### YOUR INSTRUCTIONS
Repeat the records below line for line, without changing a word.
>> Begin INPUT DATA
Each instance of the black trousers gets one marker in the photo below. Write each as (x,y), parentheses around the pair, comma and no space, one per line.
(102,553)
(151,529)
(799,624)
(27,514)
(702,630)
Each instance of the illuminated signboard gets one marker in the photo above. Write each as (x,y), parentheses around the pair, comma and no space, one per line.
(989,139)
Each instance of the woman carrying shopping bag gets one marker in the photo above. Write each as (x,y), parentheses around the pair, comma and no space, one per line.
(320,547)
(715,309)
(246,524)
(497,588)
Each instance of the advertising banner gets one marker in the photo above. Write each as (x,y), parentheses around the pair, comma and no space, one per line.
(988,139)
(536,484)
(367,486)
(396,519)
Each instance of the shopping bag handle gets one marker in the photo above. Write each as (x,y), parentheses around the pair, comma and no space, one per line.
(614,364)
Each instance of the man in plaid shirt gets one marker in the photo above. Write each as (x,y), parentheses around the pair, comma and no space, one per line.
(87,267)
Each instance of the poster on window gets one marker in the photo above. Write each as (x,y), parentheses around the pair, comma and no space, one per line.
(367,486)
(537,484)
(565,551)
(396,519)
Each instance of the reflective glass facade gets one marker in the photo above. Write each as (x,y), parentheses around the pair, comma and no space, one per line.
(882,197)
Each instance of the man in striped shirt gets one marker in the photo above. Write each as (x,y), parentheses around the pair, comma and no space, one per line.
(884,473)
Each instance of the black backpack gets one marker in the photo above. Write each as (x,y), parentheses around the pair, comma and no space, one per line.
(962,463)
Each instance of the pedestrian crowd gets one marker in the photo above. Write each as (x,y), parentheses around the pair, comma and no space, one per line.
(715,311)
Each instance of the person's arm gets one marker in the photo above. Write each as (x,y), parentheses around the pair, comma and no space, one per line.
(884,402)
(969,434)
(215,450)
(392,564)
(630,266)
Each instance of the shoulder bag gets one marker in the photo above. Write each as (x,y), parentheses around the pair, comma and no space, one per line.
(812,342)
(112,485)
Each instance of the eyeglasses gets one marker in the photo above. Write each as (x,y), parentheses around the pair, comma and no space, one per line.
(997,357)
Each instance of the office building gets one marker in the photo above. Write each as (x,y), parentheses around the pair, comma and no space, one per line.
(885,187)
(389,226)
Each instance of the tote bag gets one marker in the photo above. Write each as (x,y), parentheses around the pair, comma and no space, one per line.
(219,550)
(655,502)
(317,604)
>> End INPUT DATA
### THE SOLUTION
Each instance of the black trousers gets one marker in the photo below. Write each as (x,y), parentheses around the pair, comma and no space, one per line.
(102,553)
(151,529)
(799,624)
(27,514)
(702,630)
Each instance of the illuminated signboard gets one marker in the photo above. Write each as (x,y), parentheses around the pair, comma and no space, one per line.
(989,139)
Each instance of the woman carrying shopping bag gets one marker in the photo above. Write each as (x,y), parentheses around the pair, comma and no space, one per line.
(320,547)
(715,309)
(246,524)
(497,588)
Each instance of the advertising banner gets one marker in the photo above. Write each as (x,y), parentheses around the pair, comma and no space, one per line.
(988,139)
(536,484)
(367,486)
(396,519)
Each instance of the shopping bag handle gets one marker in the photo above. Write each as (x,y), parentheses around the pair, comma and no space, one per line.
(614,364)
Each instance of the man in plaid shirt gets one marker in the photo above. Write each as (x,y), parentheses around the pair, comma and no space, one per line.
(87,267)
Each instance of the poster on window gets one marker in the photo above. Write each as (x,y), parentheses around the pair, comma and no space, one per line.
(367,486)
(537,484)
(565,551)
(396,519)
Each instance of the reflective glass facade gets one marker in the photo above. Write each as (x,y), parentheses around the pair, comma and no space, one per line.
(882,197)
Each instance of the man in striped shirt gets one marker in the photo above. Write each as (x,y), parentheses around the pair, comma and no space, one per line.
(884,473)
Each instance of the black backpack gets one marker in the photo above. Write each as (x,y), parentheses around the pair, comma and no space, one per line.
(962,463)
Each instance of the pedestrian crowd gets one marker in the photo above. Write each as (x,y), parentheses around the pair, comma and no space, one per line.
(715,311)
Each instance of the person's arm gets one marker in the photo above. Write each as (x,y), parentheses around the pair, comma and no space, one per line.
(884,402)
(969,434)
(215,450)
(392,564)
(630,266)
Each instance of the shoulder bag gets one marker in the photo above. Write each as (x,y), parentheses around the pair, comma and no space, one per line.
(812,342)
(112,485)
Each instance of the eyeglasses gets one marker in the photo above. Write each as (x,y), parentheses around the pair, comma and no space, one per line.
(997,357)
Each instance of the office building gets one marker in the photo above. Write each as (x,y), parentheses around the pair, comma and no space, one per line.
(885,187)
(389,226)
Each instance of the tote bag gets one marker in the photo above. Write each as (x,y), parentheses around the pair, comma and no space, one per line.
(219,550)
(655,502)
(317,604)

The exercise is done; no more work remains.